Records for the exercise —
++++++++
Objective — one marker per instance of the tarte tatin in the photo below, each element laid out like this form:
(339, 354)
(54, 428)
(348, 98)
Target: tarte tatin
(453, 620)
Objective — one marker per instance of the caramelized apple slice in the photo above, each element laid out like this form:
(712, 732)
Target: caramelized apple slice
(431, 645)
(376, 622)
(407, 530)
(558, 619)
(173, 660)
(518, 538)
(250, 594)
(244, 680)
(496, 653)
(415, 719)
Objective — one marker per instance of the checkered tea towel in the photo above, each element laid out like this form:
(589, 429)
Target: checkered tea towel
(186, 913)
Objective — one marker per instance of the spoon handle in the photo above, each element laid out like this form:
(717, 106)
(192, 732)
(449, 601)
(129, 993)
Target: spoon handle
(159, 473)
++++++++
Exercise details — Switch "marker" to "point" throughout the records and write every line out again with nothing else changed.

Exercise solution —
Objective — one point per instance of the tarte tatin in the photo below, each element laid out like this form:
(339, 354)
(54, 428)
(348, 98)
Target: tarte tatin
(453, 620)
Objective — one point per instance of the caramelized apple slice in the photo above, each element laid out like this form:
(712, 732)
Target: caramelized apple slice
(431, 645)
(376, 622)
(407, 530)
(558, 619)
(173, 660)
(518, 538)
(250, 594)
(244, 680)
(496, 653)
(415, 719)
Objective — one point per instance of the checkered tea towel in the photo above, each element laid out like this form:
(589, 429)
Target: checkered tea towel
(186, 913)
Objective — one point per instance of the spoon handle in the photo above, each element laid out like this form:
(717, 106)
(192, 732)
(449, 601)
(129, 993)
Target: spoon handle
(159, 473)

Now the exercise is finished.